Excerpt provided:
Segment Open
Here are their responses…
Ana Smith, Talent Architect & Global Learning Strategist
Managing stakeholders is one of any project manager’s most complex and important responsibilities. The success of any given project or initiative can frequently depend upon stakeholder collaboration and satisfaction, which is why it’s essential to give careful attention to their needs.
However, managing difficult stakeholders and peers can be, and therefore become, quite challenging, so it’s important to anticipate and manage them effectively. They might not be open and forthcoming in their communications, or they may only offer negative feedback. Some stakeholders may be frustrated at the progress of the project or may not seem to be very engaged in the work. These are some basic areas that you need to focus on in successful stakeholder management: identifying stakeholders (internal and external), understanding stakeholder needs, meeting their needs, underpromising and overdelivering, listening to stakeholder concerns, frequently communicating, amongst others. If not done properly, they can result in spectacular project failures.
Segment Closed
Data section:
Segment Open
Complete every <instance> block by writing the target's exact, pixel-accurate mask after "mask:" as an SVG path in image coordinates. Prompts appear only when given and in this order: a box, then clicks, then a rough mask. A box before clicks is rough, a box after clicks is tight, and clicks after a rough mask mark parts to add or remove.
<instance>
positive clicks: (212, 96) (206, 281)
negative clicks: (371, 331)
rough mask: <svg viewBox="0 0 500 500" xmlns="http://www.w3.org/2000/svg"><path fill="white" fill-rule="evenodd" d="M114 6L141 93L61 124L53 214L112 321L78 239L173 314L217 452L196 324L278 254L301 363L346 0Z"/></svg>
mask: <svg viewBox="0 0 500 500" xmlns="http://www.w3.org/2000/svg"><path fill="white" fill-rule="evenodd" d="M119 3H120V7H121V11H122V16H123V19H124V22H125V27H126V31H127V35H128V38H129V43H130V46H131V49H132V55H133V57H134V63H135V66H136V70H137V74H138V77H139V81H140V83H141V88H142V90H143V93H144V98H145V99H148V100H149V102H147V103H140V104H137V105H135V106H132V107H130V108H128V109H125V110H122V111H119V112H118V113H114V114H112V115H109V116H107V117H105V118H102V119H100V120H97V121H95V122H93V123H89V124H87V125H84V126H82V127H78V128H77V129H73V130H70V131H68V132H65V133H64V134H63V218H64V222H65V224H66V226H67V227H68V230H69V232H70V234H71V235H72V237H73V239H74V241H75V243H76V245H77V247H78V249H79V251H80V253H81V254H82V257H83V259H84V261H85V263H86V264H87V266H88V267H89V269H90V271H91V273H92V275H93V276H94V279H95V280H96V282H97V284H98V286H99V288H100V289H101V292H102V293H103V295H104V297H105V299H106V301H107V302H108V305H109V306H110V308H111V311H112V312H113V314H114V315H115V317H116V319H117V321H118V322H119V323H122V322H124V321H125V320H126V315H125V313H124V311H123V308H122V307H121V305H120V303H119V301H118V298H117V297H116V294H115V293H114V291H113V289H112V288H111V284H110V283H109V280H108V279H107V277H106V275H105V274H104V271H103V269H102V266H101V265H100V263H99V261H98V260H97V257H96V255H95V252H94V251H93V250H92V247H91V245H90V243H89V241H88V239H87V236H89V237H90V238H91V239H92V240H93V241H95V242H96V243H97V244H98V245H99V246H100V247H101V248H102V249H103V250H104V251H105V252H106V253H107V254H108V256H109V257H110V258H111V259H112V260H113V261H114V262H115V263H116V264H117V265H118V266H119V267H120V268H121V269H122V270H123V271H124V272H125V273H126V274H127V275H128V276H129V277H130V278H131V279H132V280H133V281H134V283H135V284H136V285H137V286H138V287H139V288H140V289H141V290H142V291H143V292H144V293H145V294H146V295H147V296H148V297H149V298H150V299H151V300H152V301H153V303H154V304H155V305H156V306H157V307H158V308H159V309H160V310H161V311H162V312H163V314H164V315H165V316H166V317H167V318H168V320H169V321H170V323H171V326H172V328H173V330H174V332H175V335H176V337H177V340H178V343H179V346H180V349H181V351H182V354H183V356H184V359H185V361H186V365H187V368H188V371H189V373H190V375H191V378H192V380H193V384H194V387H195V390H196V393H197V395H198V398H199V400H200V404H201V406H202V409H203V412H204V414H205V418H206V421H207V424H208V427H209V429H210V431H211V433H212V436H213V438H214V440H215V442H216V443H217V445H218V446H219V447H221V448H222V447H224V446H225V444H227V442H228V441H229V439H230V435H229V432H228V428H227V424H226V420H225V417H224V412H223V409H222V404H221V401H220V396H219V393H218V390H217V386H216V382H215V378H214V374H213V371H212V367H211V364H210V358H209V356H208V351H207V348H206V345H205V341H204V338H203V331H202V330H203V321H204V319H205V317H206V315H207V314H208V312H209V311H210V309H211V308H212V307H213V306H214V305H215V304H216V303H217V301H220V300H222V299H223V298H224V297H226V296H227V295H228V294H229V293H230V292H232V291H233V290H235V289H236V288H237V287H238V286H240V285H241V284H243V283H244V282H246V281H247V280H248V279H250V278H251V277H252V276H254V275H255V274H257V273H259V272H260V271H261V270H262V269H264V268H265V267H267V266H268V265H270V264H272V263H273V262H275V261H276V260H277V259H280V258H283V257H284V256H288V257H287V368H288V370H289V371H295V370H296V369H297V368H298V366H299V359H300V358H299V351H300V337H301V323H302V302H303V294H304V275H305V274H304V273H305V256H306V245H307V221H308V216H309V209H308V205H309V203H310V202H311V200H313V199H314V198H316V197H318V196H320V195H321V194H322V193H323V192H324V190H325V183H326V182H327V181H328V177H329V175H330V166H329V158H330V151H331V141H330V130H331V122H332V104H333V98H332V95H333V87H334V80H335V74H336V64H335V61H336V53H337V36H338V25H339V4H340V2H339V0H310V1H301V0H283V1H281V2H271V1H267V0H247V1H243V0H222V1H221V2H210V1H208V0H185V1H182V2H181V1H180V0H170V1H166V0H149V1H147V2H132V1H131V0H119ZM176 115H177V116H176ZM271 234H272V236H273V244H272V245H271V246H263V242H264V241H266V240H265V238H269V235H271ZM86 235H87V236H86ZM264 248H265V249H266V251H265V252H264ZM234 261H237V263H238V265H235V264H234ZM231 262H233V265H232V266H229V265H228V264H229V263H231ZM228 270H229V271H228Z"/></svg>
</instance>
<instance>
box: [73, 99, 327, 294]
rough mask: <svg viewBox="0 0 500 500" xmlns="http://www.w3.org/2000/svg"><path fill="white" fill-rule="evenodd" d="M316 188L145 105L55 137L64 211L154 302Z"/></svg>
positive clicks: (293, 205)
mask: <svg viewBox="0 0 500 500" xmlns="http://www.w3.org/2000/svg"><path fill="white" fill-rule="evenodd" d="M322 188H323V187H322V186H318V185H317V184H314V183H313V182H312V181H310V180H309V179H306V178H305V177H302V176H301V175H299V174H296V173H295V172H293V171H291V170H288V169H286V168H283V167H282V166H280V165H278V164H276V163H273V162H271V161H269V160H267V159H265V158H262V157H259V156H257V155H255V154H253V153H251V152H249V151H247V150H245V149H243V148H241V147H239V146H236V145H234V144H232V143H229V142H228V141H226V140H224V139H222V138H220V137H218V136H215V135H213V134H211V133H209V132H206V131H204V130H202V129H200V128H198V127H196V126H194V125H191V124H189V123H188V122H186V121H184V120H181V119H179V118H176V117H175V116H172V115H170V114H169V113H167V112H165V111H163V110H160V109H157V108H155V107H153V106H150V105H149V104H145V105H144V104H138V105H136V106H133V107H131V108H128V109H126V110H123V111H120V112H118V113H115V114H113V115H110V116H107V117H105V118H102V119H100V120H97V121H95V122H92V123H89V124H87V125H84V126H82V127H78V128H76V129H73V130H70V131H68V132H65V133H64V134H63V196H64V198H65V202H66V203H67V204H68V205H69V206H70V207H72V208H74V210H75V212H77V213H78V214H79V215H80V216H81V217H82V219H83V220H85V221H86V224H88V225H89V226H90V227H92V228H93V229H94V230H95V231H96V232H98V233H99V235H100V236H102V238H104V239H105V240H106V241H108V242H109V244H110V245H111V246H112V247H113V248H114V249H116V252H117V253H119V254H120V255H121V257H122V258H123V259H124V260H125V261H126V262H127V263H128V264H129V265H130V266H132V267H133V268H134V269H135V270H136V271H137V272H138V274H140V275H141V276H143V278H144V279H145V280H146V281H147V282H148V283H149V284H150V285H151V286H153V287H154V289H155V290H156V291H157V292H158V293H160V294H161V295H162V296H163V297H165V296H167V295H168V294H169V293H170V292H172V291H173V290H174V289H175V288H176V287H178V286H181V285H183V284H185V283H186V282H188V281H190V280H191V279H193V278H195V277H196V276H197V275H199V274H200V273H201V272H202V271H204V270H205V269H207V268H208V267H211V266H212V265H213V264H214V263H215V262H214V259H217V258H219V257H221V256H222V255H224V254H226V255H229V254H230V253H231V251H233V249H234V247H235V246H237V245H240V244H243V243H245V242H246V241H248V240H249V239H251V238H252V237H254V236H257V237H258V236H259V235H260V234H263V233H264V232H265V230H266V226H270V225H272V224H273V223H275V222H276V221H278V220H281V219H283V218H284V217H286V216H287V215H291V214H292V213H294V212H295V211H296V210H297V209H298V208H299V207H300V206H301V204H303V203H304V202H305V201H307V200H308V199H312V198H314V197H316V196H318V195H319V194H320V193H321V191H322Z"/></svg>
Segment Closed
Requirement A:
According to the excerpt on managing stakeholders, what can result if the basic areas of stakeholder management are not handled properly?
Requirement B:
Reproduce the stretch of the excerpt on managing stakeholders from "However, managing difficult" through "spectacular project failures.", word for word.
Requirement C:
Extend the excerpt on managing stakeholders by writing what comes after its final sentence.
The entries come from a different source than the excerpt.

Response box A:
They can result in spectacular project failures.

Response box B:
However, managing difficult stakeholders and peers can be, and therefore become, quite challenging, so it’s important to anticipate and manage them effectively. They might not be open and forthcoming in their communications, or they may only offer negative feedback. Some stakeholders may be frustrated at the progress of the project or may not seem to be very engaged in the work. These are some basic areas that you need to focus on in successful stakeholder management: identifying stakeholders (internal and external), understanding stakeholder needs, meeting their needs, underpromising and overdelivering, listening to stakeholder concerns, frequently communicating, amongst others. If not done properly, they can result in spectacular project failures.

Response box C:
There is an “Iron Triangle” on which experienced project managers focus on. This consists of 1) quality/scope, 2) budget, and 3) time. If stakeholders or sponsors want more in the deliverable (i.e., more features) then something has to give. The project will take longer, or it will cost more, or it will be a little of both. If they want to lower costs, they probably cannot do it without decreasing scope or increasing timelines. Stakeholders will need to understand that, and the project manager needs to be consistent on this point.
A poor appreciation of stakeholder management can often lead to catastrophic decision-making which ultimately leads to more cost, longer timelines, and diluted benefits.
Ana Smith helps people & organizations achieve their full talent potential by developing and co-creating people strategies and customized solutions, and turning them into impactful outcomes and collaborative relationships, using coaching as the “red thread.”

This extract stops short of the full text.